[Saved data entries]
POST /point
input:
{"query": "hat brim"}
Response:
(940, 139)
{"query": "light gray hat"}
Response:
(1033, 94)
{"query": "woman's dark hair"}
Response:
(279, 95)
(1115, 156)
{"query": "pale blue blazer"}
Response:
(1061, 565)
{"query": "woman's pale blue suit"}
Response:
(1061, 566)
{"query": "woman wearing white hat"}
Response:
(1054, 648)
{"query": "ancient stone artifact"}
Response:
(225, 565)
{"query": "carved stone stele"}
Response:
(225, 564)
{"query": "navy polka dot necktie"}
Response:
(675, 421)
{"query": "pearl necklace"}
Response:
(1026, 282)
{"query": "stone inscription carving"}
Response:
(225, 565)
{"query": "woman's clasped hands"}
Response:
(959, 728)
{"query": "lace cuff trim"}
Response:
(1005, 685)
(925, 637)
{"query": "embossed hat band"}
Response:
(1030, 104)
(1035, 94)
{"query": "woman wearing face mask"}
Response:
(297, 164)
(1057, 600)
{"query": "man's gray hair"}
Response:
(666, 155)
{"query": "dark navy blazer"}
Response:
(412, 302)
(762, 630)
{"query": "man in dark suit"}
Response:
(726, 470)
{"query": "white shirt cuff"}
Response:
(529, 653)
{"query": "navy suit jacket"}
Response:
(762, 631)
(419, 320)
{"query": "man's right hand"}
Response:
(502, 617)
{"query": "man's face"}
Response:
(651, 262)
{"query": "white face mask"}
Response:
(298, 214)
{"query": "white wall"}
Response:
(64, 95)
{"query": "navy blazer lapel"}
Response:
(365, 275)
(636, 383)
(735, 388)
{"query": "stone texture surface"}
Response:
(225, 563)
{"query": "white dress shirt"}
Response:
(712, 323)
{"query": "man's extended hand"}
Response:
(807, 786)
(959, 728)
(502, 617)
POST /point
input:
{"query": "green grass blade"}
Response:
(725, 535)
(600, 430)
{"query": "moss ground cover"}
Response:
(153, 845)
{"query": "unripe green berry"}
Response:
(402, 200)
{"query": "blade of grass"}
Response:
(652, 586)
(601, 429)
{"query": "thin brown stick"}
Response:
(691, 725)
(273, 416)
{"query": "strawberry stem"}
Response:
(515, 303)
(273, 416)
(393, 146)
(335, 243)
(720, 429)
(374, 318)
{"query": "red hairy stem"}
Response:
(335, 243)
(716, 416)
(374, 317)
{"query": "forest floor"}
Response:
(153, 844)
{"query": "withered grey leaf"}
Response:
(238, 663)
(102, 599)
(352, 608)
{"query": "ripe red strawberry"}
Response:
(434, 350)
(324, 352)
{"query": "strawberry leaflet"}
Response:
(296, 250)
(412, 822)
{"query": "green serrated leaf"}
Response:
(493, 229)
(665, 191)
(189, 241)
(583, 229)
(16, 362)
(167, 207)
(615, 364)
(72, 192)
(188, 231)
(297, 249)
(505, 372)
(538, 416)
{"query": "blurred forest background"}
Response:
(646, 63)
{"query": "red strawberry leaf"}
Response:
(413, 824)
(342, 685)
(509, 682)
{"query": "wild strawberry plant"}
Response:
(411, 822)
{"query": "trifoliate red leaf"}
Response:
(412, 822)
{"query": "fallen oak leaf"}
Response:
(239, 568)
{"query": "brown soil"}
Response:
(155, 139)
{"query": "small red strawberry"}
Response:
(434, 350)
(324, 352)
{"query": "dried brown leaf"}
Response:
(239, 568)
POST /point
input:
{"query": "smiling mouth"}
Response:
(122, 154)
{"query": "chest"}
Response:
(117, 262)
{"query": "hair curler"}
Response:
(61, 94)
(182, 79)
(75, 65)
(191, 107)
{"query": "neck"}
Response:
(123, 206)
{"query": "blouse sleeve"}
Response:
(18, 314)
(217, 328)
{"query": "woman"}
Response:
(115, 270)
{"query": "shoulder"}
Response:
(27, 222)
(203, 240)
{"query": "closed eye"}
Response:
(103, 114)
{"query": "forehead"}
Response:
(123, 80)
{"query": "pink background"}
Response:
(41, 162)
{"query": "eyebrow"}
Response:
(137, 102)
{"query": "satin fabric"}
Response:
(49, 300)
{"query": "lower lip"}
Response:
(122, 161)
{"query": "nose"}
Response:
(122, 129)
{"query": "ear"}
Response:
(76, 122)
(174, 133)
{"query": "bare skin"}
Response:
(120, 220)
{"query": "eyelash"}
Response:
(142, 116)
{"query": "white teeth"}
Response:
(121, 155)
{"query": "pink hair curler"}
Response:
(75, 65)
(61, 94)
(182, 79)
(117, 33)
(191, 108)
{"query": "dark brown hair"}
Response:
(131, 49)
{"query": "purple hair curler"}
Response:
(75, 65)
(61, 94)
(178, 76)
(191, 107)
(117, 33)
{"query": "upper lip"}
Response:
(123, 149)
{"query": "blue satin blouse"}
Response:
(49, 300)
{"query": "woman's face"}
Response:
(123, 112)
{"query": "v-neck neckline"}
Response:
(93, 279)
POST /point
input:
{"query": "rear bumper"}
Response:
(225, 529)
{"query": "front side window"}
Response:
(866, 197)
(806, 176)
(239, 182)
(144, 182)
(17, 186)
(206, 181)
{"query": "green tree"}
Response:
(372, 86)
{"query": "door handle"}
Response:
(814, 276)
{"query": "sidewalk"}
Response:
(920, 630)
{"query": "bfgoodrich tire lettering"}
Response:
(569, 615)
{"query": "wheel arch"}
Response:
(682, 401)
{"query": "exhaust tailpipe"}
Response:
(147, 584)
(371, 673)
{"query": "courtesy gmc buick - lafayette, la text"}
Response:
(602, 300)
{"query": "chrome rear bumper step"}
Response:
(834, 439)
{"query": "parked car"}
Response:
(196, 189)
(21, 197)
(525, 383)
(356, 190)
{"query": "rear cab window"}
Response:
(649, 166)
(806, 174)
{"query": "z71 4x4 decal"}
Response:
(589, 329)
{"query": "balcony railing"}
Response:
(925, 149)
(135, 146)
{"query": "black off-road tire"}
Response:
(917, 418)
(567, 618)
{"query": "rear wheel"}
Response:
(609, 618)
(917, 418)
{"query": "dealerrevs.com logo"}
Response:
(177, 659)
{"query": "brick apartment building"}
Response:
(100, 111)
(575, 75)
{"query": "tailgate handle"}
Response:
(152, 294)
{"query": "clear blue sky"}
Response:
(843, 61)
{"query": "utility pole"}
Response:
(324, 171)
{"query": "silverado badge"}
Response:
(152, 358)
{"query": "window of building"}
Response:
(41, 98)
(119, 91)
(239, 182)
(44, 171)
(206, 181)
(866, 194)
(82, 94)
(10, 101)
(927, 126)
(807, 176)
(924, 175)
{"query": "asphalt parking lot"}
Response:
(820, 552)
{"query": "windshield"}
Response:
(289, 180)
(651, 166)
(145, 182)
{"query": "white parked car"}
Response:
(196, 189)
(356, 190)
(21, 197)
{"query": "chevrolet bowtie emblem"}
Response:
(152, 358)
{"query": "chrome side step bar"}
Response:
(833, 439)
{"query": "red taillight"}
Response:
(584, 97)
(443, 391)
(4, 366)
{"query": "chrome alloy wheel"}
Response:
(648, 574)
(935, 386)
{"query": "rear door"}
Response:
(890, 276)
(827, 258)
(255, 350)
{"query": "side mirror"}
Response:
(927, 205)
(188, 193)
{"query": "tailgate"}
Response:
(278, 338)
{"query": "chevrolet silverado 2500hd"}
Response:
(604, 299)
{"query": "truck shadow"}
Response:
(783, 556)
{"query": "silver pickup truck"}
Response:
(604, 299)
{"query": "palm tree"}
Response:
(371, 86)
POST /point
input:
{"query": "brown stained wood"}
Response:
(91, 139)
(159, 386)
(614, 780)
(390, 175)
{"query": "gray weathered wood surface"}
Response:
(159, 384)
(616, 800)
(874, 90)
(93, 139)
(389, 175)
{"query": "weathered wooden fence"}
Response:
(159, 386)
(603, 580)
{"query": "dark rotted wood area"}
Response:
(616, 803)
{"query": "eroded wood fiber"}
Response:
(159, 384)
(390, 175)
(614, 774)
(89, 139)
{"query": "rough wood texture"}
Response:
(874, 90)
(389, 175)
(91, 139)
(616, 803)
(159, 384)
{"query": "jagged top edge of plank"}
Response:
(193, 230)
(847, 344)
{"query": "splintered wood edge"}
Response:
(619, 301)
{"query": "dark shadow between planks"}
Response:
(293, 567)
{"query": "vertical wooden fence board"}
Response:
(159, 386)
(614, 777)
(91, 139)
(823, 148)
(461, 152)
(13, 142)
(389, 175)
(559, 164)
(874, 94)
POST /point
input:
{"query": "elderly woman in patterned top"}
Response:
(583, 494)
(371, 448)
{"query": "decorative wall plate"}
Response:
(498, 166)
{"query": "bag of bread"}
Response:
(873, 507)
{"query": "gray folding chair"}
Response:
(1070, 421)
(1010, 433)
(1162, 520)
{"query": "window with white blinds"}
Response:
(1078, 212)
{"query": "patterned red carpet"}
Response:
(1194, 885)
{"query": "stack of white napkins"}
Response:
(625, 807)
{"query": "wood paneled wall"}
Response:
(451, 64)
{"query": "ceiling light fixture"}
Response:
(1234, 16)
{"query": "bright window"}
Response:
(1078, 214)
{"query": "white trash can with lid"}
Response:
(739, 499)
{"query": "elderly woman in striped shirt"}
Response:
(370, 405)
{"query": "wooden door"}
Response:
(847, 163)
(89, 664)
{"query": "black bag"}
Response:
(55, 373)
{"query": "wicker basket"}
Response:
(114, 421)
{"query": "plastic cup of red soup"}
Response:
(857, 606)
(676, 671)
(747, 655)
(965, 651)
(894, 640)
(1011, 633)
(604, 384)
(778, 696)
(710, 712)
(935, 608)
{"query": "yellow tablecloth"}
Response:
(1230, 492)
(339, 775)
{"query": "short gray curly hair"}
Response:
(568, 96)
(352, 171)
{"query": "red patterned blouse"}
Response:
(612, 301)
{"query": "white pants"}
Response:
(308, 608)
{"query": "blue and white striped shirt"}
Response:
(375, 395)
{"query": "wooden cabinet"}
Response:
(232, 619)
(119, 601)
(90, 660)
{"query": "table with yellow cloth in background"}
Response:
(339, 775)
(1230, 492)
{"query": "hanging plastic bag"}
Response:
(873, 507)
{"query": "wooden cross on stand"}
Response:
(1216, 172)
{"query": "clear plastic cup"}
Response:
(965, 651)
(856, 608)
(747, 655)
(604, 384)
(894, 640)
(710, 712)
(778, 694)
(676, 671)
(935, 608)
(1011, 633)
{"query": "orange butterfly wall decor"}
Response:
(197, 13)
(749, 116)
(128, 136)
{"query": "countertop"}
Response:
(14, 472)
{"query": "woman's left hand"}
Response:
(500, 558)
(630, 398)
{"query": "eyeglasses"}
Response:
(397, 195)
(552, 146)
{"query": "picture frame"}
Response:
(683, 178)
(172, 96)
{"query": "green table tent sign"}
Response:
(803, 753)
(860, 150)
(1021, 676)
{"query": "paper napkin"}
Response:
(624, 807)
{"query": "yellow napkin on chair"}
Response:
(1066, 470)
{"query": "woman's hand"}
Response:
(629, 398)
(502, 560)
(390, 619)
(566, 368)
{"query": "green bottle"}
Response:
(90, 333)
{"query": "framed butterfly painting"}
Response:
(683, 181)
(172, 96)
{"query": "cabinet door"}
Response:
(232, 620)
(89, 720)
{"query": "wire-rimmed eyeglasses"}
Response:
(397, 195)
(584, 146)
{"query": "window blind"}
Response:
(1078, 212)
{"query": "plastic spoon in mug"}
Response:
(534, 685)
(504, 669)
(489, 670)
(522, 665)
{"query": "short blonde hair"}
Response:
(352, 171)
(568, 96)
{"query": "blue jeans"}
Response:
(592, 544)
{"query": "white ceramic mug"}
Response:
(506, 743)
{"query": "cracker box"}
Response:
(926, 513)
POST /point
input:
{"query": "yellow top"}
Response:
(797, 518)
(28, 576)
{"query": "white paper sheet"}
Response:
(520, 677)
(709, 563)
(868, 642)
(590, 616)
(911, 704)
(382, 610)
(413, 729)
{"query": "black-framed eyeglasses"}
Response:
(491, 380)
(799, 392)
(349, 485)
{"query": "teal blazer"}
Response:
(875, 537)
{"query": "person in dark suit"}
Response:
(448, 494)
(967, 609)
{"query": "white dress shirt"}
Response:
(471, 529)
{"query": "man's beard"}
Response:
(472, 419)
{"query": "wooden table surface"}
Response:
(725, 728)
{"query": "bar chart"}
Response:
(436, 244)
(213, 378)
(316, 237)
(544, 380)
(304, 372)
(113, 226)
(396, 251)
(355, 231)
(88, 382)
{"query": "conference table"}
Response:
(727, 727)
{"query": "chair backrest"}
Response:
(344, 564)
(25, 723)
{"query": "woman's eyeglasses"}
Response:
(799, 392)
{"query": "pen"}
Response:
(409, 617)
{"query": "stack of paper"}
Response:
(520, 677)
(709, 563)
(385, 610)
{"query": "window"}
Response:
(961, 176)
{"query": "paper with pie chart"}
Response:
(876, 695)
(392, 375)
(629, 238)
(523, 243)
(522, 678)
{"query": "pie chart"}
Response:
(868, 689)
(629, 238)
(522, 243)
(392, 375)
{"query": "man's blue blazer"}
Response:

> _TASK ITEM_
Show all lines from the entries that hold "surface".

> _SOLUTION_
{"query": "stone texture surface"}
{"query": "gray weathered wood surface"}
{"query": "wooden table surface"}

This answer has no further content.